### Data for the task

○ ○ ○ ○ ○

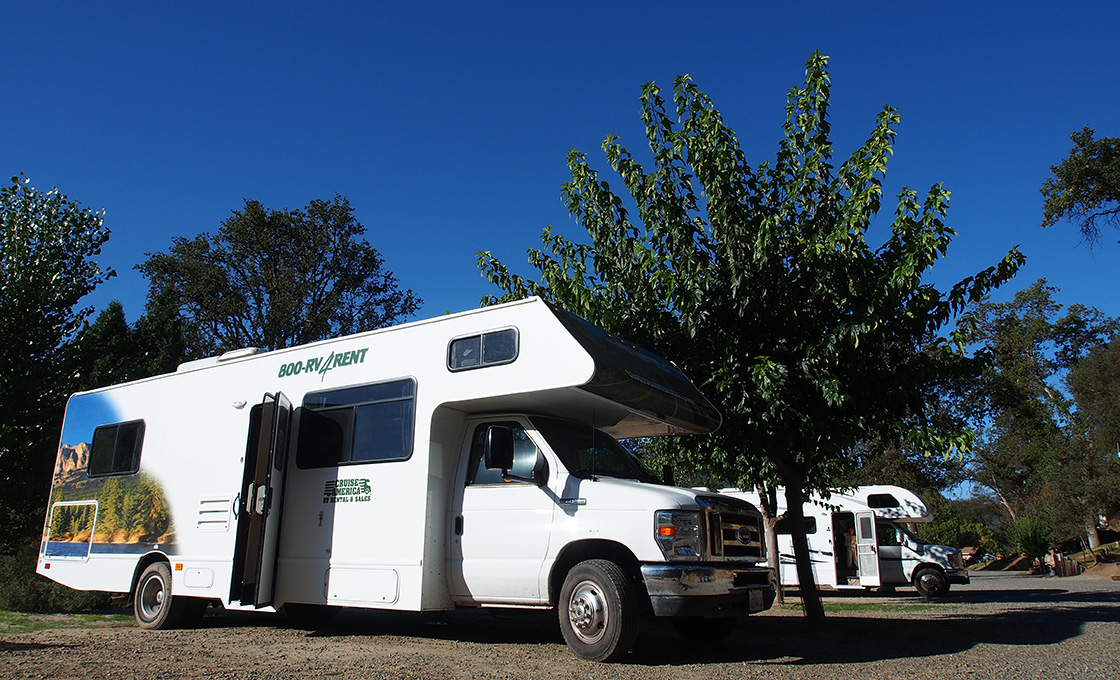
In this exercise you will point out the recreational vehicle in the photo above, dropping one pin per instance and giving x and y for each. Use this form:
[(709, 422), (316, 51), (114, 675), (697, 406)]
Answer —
[(468, 460), (858, 539)]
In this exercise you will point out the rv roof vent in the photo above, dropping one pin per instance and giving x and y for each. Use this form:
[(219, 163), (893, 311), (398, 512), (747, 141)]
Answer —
[(198, 363), (239, 353), (882, 501)]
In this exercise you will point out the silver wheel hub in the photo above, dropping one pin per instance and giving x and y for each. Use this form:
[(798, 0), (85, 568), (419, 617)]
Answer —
[(587, 612), (151, 597)]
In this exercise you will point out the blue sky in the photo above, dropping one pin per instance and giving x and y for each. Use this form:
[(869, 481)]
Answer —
[(447, 124)]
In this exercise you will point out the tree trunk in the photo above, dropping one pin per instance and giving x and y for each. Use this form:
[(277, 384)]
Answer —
[(795, 517), (767, 496)]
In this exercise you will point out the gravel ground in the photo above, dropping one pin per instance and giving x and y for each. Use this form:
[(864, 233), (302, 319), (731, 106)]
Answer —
[(1002, 625)]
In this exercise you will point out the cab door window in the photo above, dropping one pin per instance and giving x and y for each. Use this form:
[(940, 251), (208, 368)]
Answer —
[(525, 457)]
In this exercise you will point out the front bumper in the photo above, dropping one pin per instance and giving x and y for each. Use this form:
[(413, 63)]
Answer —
[(957, 576), (712, 589)]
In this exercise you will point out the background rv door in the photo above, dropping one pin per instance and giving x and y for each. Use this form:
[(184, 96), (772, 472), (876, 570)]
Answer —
[(866, 549), (259, 505)]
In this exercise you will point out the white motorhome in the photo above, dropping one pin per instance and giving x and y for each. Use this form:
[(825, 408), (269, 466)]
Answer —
[(858, 539), (468, 460)]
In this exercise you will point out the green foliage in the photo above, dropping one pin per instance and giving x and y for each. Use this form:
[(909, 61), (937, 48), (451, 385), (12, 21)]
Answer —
[(1085, 186), (274, 279), (1094, 382), (1030, 537), (950, 527), (1034, 448), (761, 283), (21, 589), (111, 352), (47, 244)]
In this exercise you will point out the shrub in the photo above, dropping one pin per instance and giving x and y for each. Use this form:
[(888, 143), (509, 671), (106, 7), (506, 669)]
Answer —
[(21, 589)]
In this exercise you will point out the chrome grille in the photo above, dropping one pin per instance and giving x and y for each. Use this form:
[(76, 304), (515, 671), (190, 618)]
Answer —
[(735, 534)]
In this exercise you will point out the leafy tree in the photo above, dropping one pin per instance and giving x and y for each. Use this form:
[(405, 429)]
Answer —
[(1094, 382), (47, 244), (1029, 536), (1085, 186), (280, 278), (761, 283), (1030, 449), (951, 528), (111, 351)]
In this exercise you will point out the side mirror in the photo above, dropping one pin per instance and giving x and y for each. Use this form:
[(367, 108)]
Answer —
[(498, 447)]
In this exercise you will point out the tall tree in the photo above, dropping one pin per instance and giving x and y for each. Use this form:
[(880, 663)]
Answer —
[(280, 278), (47, 245), (110, 351), (1032, 450), (761, 283), (1085, 186)]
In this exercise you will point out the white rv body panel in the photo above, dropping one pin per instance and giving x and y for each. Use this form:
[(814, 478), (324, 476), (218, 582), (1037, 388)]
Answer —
[(400, 525), (880, 551)]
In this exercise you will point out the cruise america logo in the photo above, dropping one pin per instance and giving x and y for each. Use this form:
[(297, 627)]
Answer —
[(346, 491), (324, 364)]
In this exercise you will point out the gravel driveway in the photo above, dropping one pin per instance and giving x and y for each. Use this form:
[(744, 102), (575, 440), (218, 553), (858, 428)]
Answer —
[(1001, 626)]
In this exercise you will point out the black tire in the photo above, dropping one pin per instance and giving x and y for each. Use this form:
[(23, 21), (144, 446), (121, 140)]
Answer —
[(155, 607), (310, 616), (931, 583), (598, 611), (703, 631)]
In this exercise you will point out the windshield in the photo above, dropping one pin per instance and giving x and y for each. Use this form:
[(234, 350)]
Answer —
[(889, 527), (588, 453)]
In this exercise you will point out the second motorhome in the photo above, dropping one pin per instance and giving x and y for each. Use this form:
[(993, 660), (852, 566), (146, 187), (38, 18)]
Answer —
[(469, 460), (858, 539)]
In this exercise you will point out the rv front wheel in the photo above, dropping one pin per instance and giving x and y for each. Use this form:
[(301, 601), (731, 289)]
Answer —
[(598, 611), (931, 583), (154, 606)]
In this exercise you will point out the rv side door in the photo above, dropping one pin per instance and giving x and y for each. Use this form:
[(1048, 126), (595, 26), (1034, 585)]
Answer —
[(259, 504), (866, 549)]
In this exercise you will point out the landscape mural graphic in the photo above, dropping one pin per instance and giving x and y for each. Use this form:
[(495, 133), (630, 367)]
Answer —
[(118, 513)]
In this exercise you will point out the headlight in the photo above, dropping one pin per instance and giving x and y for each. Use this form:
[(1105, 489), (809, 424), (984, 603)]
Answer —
[(678, 533)]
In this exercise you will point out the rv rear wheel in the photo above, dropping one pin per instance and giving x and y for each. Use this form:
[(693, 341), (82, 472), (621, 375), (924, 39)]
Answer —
[(931, 583), (152, 604), (598, 611)]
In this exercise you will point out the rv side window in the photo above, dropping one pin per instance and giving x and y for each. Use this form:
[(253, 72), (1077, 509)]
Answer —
[(117, 448), (366, 424), (483, 350), (783, 525)]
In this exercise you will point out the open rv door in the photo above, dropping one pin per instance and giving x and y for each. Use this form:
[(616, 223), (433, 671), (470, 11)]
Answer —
[(867, 549), (258, 508)]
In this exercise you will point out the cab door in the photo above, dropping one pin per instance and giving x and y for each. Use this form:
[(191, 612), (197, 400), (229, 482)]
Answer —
[(259, 503), (501, 527), (866, 549)]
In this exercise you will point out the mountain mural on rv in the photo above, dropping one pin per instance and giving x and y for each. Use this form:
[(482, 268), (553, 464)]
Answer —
[(115, 513)]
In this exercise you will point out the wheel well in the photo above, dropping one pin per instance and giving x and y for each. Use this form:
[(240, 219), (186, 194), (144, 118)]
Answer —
[(146, 561), (588, 550), (924, 566)]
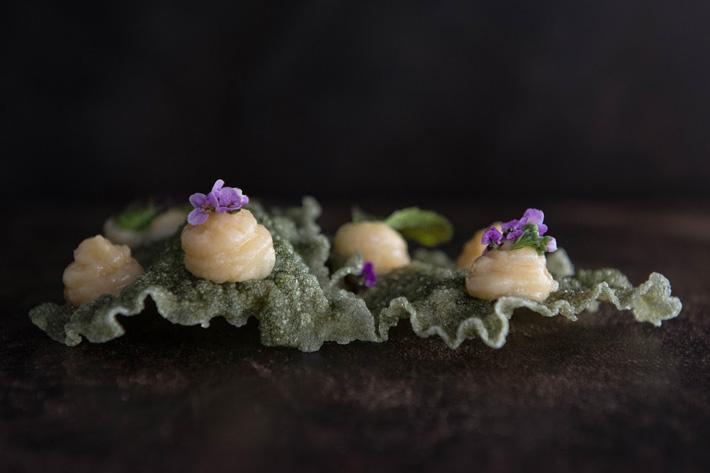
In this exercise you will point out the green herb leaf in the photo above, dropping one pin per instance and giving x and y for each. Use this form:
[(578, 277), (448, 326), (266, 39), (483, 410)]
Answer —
[(531, 239), (426, 227), (136, 217)]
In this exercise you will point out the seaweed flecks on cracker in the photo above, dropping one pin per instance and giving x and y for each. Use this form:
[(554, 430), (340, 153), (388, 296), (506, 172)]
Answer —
[(301, 303)]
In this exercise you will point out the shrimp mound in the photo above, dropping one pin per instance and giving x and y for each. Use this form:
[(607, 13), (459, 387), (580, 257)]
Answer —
[(520, 273), (377, 242), (229, 247), (99, 268)]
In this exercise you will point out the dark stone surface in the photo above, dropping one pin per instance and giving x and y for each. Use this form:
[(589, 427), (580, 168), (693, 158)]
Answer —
[(604, 393)]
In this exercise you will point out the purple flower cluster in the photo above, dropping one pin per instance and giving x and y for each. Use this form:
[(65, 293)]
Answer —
[(220, 199), (369, 278), (520, 232)]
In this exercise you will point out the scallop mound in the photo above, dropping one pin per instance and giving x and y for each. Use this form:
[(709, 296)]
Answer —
[(229, 247)]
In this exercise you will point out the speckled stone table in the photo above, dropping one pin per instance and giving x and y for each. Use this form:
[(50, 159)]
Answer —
[(602, 394)]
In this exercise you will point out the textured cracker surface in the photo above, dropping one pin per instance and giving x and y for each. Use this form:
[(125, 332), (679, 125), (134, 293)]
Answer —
[(302, 305)]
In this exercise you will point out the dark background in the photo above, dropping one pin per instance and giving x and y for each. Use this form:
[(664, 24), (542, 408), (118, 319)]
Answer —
[(353, 100)]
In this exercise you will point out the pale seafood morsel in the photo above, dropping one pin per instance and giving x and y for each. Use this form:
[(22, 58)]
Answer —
[(473, 248), (99, 268), (377, 242), (228, 247), (521, 273)]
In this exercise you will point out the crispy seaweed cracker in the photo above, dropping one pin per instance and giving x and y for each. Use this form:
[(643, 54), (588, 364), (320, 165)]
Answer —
[(302, 304)]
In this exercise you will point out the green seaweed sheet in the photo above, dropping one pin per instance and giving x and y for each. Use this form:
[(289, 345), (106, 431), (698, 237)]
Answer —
[(302, 304)]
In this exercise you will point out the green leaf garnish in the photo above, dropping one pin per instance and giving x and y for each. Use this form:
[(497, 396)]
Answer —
[(531, 239), (136, 217), (426, 227)]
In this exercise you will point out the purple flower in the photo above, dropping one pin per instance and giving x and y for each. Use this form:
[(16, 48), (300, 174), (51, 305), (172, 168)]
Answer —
[(220, 199), (551, 245), (369, 278), (492, 237)]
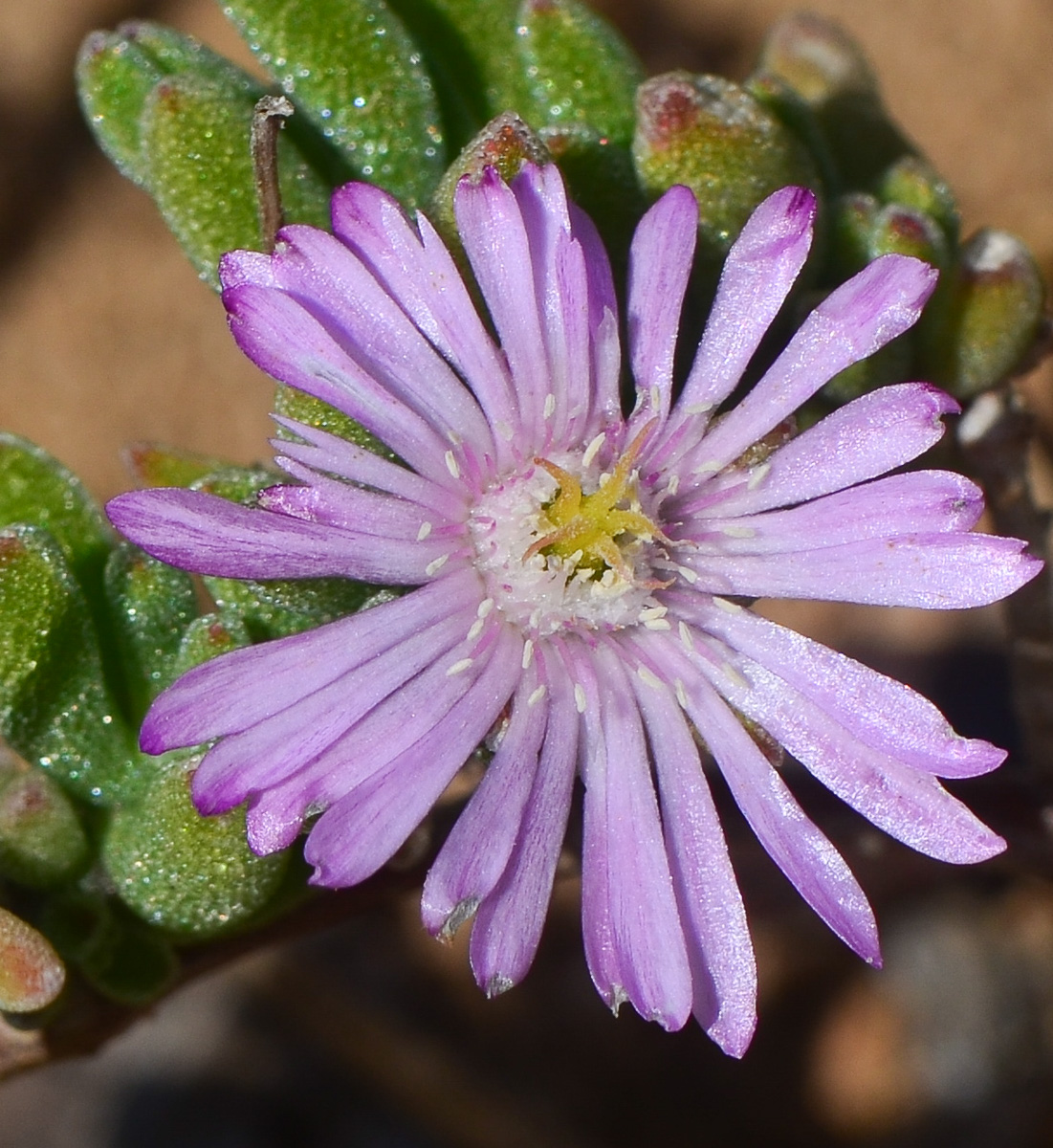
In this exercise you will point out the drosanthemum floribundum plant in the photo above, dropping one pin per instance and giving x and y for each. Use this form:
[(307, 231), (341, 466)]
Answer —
[(576, 575)]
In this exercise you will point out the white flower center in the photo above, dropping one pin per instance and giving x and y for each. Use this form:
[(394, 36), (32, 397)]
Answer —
[(564, 546)]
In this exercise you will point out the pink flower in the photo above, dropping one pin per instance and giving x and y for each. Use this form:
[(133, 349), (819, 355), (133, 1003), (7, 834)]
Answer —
[(576, 573)]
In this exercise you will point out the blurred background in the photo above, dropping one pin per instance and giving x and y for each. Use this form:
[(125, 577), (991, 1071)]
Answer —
[(372, 1034)]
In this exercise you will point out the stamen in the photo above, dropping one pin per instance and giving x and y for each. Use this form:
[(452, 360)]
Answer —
[(647, 677), (729, 607), (593, 449)]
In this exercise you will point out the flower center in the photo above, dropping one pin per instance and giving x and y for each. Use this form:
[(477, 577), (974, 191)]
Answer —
[(556, 557)]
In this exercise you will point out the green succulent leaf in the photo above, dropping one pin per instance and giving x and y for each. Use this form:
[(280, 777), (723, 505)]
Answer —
[(151, 604), (720, 142), (41, 839), (191, 876), (355, 72), (38, 491), (176, 118), (55, 709), (579, 70), (196, 143)]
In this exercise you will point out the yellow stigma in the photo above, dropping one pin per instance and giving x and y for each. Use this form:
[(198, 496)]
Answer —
[(584, 527)]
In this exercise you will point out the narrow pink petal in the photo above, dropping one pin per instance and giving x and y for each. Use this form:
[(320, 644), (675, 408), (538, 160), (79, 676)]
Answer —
[(328, 280), (876, 710), (724, 971), (759, 271), (813, 867), (605, 390), (857, 320), (323, 452), (357, 835), (245, 687), (921, 502), (275, 747), (910, 805), (932, 572), (634, 941), (333, 502), (208, 535), (420, 275), (499, 248), (660, 263), (477, 849), (862, 440), (508, 924), (283, 340)]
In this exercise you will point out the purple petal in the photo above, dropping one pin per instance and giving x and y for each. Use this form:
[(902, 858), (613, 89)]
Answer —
[(283, 340), (910, 805), (208, 535), (815, 868), (759, 271), (922, 502), (334, 287), (277, 746), (322, 452), (868, 436), (932, 572), (502, 257), (605, 397), (418, 271), (660, 263), (723, 968), (233, 693), (332, 502), (508, 924), (857, 320), (357, 835), (633, 938), (477, 849), (876, 710)]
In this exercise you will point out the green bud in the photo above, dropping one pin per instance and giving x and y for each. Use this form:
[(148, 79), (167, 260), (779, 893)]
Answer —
[(990, 319), (356, 74), (55, 710), (579, 70), (913, 183), (31, 974), (603, 182), (151, 607), (191, 876), (505, 144), (168, 466), (852, 218), (908, 231), (208, 637), (824, 66), (713, 136), (41, 841)]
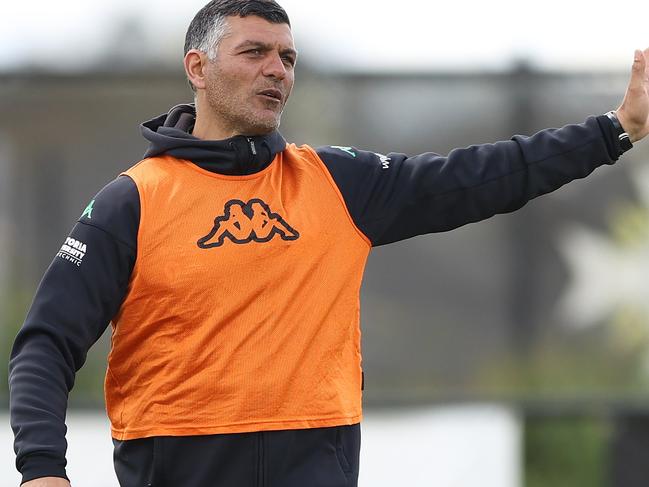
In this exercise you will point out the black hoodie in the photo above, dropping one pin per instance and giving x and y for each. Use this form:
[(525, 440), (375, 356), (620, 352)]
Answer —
[(390, 197)]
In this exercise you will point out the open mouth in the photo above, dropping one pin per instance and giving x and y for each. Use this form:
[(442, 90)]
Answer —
[(272, 94)]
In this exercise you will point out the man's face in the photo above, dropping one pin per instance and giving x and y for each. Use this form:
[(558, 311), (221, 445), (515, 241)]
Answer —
[(251, 78)]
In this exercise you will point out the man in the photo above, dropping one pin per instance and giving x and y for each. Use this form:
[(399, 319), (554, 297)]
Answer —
[(230, 265)]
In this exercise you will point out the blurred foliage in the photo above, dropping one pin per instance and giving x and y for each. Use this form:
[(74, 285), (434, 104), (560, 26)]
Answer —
[(566, 452), (608, 360)]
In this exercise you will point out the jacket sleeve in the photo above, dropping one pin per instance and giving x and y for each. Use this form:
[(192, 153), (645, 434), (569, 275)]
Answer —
[(394, 197), (81, 291)]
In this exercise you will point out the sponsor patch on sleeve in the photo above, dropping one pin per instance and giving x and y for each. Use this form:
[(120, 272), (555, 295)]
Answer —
[(73, 251)]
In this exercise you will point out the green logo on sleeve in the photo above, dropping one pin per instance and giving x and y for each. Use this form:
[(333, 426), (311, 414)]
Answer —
[(88, 211)]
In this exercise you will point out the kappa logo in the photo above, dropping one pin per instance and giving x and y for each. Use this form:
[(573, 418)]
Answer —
[(244, 223), (73, 251)]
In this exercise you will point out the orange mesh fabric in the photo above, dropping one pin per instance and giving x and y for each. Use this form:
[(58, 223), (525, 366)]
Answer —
[(243, 308)]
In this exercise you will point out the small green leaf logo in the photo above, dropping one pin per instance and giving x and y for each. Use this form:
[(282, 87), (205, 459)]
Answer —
[(88, 211)]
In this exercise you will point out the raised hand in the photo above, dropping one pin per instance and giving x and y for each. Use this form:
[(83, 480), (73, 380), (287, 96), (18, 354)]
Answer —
[(633, 114)]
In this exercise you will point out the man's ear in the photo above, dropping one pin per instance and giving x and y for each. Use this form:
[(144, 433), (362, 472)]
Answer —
[(195, 63)]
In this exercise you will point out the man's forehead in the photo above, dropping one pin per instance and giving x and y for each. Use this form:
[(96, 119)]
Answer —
[(254, 28)]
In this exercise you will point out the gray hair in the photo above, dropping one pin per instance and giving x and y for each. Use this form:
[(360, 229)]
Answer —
[(210, 24)]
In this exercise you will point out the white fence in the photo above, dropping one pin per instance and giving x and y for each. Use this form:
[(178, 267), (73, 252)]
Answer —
[(427, 447)]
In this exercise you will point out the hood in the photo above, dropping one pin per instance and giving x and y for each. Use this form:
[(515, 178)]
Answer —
[(171, 134)]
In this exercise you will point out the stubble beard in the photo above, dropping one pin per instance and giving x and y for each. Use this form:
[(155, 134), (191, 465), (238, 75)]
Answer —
[(238, 115)]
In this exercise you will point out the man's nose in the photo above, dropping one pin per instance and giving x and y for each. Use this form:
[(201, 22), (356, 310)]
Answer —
[(275, 67)]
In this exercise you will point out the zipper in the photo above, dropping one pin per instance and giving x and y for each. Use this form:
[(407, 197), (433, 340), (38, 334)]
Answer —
[(253, 149)]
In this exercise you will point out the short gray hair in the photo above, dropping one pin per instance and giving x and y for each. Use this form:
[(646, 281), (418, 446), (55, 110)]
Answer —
[(210, 25)]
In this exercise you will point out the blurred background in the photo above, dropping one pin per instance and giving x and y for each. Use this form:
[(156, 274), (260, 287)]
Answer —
[(509, 353)]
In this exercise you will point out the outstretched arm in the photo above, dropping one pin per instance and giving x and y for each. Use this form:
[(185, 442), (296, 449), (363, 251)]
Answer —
[(634, 111), (393, 197)]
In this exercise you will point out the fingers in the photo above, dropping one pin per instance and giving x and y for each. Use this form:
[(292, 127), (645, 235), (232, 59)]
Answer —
[(639, 70)]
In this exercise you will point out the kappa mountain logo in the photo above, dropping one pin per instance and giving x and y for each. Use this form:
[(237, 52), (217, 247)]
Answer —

○ ○ ○ ○ ○

### Directive
Could you repeat everything from the line containing "In this exercise you will point out the chrome" down to the line containing "[(735, 534)]", both included? Leave the requests and their format samples unchanged, multiply each coordinate in the answers by 0.4, round to a whole number with halves going up, and give only those lines.

### Solution
In this exercise you will point out the chrome grille in the photo above, dropping one pin per instance and giving x and y for each. Use this form:
[(76, 304), (515, 671), (190, 618)]
Answer —
[(294, 214)]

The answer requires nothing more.